Task details
In full and without deviation, reproduce the records that follow.

[Records for this exercise — start]

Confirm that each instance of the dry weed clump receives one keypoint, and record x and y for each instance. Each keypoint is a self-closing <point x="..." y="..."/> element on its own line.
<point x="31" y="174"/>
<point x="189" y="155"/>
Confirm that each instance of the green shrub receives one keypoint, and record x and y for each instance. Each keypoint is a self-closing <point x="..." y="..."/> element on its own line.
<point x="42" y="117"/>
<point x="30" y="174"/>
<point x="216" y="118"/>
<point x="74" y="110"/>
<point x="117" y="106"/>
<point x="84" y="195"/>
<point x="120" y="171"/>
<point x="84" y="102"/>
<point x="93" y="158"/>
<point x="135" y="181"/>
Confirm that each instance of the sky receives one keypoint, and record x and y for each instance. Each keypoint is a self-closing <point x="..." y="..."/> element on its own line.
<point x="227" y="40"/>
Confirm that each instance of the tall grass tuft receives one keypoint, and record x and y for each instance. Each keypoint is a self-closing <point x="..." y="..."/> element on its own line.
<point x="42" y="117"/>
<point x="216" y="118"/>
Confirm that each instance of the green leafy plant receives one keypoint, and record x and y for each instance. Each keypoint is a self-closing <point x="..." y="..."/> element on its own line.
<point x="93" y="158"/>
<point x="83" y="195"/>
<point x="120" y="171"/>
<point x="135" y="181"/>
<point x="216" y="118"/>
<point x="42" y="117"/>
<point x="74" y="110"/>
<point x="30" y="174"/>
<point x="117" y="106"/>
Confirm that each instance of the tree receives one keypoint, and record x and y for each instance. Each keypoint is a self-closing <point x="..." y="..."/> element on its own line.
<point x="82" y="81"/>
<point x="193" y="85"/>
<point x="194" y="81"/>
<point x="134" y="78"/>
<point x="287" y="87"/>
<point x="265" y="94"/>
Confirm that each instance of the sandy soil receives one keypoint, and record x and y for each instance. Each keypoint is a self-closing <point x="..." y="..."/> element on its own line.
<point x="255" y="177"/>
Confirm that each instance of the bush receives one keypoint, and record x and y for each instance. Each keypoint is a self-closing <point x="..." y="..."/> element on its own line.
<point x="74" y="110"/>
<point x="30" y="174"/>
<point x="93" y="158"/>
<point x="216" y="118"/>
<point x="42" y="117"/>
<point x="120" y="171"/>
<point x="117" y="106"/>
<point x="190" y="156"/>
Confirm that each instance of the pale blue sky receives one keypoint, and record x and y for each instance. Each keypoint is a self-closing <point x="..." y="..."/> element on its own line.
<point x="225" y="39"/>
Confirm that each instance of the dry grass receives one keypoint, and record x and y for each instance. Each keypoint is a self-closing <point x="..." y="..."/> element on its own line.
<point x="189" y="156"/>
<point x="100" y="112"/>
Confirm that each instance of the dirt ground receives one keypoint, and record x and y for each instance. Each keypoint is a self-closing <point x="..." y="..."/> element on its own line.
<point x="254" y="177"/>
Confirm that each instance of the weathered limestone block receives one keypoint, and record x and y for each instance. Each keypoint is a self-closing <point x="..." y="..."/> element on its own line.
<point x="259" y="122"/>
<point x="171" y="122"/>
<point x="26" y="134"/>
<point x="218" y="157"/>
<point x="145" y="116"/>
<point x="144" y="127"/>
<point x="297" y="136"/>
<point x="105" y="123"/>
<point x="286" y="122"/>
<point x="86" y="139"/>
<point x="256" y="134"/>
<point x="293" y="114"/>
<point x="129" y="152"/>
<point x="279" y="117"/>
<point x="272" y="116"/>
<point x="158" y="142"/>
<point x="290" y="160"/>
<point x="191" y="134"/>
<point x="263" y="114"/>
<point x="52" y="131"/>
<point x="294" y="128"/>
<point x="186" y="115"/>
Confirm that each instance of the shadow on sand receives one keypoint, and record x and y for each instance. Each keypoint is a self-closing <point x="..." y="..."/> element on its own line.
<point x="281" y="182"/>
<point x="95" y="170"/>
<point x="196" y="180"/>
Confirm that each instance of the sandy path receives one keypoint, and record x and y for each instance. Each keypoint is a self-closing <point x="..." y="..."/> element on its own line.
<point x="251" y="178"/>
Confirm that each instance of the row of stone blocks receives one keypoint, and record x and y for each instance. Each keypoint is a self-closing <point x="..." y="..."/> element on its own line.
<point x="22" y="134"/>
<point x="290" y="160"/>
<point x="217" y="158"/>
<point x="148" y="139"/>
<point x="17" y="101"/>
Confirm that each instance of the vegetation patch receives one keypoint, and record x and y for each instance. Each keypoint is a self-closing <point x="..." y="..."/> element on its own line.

[Records for this exercise — finish]

Finished exercise
Confirm that each instance of the dry weed clump receives one keypoint, and record x and y for each instance. Each keypoint is a self-closing <point x="..." y="..."/> element on its own line.
<point x="31" y="174"/>
<point x="189" y="155"/>
Confirm that each instance of the green shrub receives one keypoint, and record x and y for each instance. Each keypoint is a self-closing <point x="..." y="..."/> element on its own line.
<point x="42" y="117"/>
<point x="30" y="174"/>
<point x="216" y="118"/>
<point x="74" y="110"/>
<point x="117" y="106"/>
<point x="84" y="195"/>
<point x="120" y="171"/>
<point x="84" y="102"/>
<point x="93" y="158"/>
<point x="135" y="181"/>
Confirm that each instance of the sky receives one keypoint, and record x and y for each instance. Each keypoint is a self-closing <point x="..." y="..."/> element on its own line.
<point x="227" y="40"/>
Confirm that each instance of the tall grass tuft receives one keypoint, and record x and y for each instance. Each keypoint is a self-closing <point x="..." y="..."/> element on its own line.
<point x="42" y="117"/>
<point x="216" y="118"/>
Confirm that each instance of the green leafy plant receives one keypoint, and record x and y for each instance. Each keypoint is a self-closing <point x="..." y="..."/> element on its own line.
<point x="93" y="158"/>
<point x="83" y="195"/>
<point x="120" y="171"/>
<point x="135" y="181"/>
<point x="216" y="118"/>
<point x="42" y="117"/>
<point x="74" y="110"/>
<point x="30" y="174"/>
<point x="117" y="106"/>
Confirm that each instance of the tree receives one keypoint, and record x and y for each instance. Each keypoint is a self-closing <point x="..." y="..."/> element on its own line.
<point x="82" y="81"/>
<point x="193" y="85"/>
<point x="194" y="81"/>
<point x="134" y="78"/>
<point x="287" y="87"/>
<point x="265" y="94"/>
Confirm that each instance of the sandy soil receives one keypoint, and record x and y for each instance. Each keypoint is a self-closing <point x="..." y="..."/> element on its own line.
<point x="255" y="177"/>
Confirm that each instance of the bush receives one keypoint, and record x and y for each instance. Each keypoint is a self-closing <point x="..." y="..."/> element on its own line.
<point x="74" y="110"/>
<point x="30" y="174"/>
<point x="93" y="158"/>
<point x="216" y="118"/>
<point x="42" y="117"/>
<point x="120" y="171"/>
<point x="117" y="106"/>
<point x="190" y="156"/>
Confirm that each instance of the pale blue sky receives one keypoint, and record x and y for each instance. Each keypoint is a self-closing <point x="..." y="..."/> element on its own line.
<point x="225" y="39"/>
Confirm that each instance of the dry grass receives one keypoint, and record x and y for each instance. Each keypoint is a self-closing <point x="..." y="..."/> element on its own line.
<point x="189" y="156"/>
<point x="100" y="112"/>
Confirm that each instance of the dirt ground receives one keypoint, and record x and y for each instance. Each keypoint is a self-closing <point x="..." y="..."/> element on its own line.
<point x="254" y="177"/>
Confirm that each instance of the weathered limestone block receives one keypoint, and record x and y for each instance. Each keypoint is a self-closing <point x="..." y="..."/> element on its own line.
<point x="259" y="122"/>
<point x="171" y="122"/>
<point x="26" y="134"/>
<point x="218" y="157"/>
<point x="145" y="116"/>
<point x="144" y="127"/>
<point x="297" y="136"/>
<point x="105" y="123"/>
<point x="286" y="122"/>
<point x="86" y="139"/>
<point x="256" y="134"/>
<point x="293" y="114"/>
<point x="129" y="152"/>
<point x="279" y="117"/>
<point x="272" y="116"/>
<point x="158" y="142"/>
<point x="290" y="160"/>
<point x="191" y="134"/>
<point x="263" y="114"/>
<point x="52" y="131"/>
<point x="294" y="128"/>
<point x="186" y="115"/>
Confirm that each instance of the shadow on sand receives one keypoint, and record x and y for each instance. Each keypoint is a self-closing <point x="..." y="..."/> element on its own line.
<point x="281" y="182"/>
<point x="95" y="170"/>
<point x="196" y="180"/>
Confirm that each instance of the sandy path receives one keypoint, and record x and y for each instance. Each keypoint is a self-closing <point x="..." y="..."/> element on its own line.
<point x="251" y="178"/>
Confirm that each instance of the row of stone blocks receives one keypoint, and record x and y for each instance. Each keypoint is a self-closing <point x="..." y="..."/> element on its own line.
<point x="22" y="134"/>
<point x="290" y="160"/>
<point x="217" y="158"/>
<point x="148" y="139"/>
<point x="17" y="101"/>
Confirm that each instance of the vegetation patch receives one keypoint, and record x and y for each instance. Each keypoint is a self-closing <point x="..." y="..."/> element on its own line.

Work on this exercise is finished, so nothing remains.